Find every line below that contains the word "stem", and copy each of those lines. The match is case-sensitive.
>> begin SUPPLIED ENTRIES
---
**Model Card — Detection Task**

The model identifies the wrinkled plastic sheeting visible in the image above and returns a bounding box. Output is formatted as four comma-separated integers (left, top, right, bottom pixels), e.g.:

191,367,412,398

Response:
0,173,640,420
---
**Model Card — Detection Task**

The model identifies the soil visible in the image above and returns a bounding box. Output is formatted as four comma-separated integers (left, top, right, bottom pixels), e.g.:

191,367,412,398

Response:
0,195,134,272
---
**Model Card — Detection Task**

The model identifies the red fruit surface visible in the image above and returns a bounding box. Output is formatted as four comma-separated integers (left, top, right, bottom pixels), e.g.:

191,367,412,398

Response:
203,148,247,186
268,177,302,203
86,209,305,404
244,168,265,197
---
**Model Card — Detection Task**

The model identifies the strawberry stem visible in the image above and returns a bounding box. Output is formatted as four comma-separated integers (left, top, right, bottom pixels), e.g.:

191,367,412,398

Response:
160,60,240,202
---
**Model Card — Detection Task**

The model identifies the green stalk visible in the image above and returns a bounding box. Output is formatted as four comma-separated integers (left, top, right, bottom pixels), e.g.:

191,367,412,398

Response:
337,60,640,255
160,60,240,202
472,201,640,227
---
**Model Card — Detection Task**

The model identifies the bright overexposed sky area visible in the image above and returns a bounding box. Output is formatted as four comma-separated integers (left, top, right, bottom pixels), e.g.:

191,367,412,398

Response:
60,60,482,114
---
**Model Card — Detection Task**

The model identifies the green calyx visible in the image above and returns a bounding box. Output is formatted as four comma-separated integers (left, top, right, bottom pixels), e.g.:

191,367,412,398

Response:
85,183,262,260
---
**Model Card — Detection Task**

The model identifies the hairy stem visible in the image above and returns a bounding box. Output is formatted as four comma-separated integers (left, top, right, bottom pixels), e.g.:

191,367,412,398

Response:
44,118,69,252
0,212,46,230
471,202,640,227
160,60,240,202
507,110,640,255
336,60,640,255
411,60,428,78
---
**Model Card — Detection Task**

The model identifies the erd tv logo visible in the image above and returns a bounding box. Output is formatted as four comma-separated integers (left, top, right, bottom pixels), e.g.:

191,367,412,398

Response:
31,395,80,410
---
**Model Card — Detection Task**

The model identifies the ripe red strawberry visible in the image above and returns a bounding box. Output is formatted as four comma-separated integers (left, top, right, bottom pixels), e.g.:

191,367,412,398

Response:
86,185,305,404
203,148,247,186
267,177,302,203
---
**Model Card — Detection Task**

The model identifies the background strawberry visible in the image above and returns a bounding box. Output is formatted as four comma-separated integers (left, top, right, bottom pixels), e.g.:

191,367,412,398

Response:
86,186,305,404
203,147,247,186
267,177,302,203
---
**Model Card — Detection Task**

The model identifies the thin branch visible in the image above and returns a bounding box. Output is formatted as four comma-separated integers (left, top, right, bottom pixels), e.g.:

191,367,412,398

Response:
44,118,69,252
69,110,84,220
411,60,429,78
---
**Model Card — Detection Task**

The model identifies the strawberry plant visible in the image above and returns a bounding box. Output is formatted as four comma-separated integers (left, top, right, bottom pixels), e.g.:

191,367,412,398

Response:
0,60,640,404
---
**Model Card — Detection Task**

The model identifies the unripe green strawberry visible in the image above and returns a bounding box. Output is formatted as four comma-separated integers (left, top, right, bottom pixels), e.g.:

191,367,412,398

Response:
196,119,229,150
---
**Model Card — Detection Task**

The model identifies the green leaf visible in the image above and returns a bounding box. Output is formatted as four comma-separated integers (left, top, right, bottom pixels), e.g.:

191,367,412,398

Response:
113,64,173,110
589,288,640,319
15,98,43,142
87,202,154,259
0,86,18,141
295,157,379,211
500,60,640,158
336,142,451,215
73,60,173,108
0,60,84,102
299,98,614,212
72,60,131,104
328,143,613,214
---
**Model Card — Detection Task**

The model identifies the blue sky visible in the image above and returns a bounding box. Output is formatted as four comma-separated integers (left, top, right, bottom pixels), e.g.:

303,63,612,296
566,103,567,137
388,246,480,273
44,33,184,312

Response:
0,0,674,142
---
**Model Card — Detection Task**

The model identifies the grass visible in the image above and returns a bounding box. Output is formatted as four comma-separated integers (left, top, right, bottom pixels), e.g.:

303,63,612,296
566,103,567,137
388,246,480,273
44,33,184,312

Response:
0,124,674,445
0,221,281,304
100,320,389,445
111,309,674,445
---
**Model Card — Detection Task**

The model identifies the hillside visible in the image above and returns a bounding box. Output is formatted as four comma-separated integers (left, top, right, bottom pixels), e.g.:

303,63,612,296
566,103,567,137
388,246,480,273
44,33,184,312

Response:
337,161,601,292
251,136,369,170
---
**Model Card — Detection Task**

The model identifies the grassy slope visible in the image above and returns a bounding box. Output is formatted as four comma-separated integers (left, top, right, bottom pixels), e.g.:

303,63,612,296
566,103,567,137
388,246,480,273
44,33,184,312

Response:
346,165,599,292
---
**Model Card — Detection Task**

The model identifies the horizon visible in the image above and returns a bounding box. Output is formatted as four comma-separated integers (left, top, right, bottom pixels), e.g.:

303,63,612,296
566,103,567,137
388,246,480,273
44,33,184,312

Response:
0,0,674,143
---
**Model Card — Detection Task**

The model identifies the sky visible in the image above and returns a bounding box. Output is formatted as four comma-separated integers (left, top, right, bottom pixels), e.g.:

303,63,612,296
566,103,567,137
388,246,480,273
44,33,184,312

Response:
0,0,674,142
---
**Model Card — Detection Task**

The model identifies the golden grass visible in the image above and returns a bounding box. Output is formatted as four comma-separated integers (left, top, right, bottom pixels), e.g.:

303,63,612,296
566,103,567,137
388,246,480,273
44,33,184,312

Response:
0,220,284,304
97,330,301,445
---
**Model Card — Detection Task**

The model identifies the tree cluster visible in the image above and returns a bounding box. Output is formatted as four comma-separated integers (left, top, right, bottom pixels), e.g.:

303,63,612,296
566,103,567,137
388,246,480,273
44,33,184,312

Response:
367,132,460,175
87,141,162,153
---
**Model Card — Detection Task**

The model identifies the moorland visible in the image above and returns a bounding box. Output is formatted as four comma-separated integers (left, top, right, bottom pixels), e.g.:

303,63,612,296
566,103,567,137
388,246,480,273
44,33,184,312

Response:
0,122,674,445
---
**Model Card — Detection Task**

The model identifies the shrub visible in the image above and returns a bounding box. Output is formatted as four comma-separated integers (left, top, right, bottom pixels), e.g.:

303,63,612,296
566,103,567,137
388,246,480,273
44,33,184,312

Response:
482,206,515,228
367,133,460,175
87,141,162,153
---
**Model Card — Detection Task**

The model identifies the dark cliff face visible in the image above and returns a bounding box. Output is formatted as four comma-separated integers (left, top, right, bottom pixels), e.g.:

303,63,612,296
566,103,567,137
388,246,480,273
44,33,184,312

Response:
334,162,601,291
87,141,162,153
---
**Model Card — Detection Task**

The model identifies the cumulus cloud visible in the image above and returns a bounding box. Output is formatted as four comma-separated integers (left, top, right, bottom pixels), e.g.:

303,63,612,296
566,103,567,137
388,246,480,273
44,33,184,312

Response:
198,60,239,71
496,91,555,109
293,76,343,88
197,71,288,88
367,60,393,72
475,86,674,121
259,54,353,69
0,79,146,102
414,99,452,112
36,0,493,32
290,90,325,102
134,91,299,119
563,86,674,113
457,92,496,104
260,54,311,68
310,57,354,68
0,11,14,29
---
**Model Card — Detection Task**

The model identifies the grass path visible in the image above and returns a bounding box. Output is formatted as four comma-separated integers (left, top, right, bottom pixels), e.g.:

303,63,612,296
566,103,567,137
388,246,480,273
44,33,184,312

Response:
>> end SUPPLIED ENTRIES
- **RESPONSE FOR THIS EXERCISE**:
The model identifies the strawberry stem visible in the image above and returns a bounding box. Output is formatted as four comma-separated integers (left, top, right, bottom pixels), e.g.:
The model identifies the hairy stem visible in the image above and returns a bounding box. Output is formatted as four comma-separated integers (left, top, right, bottom pixels), e.g.:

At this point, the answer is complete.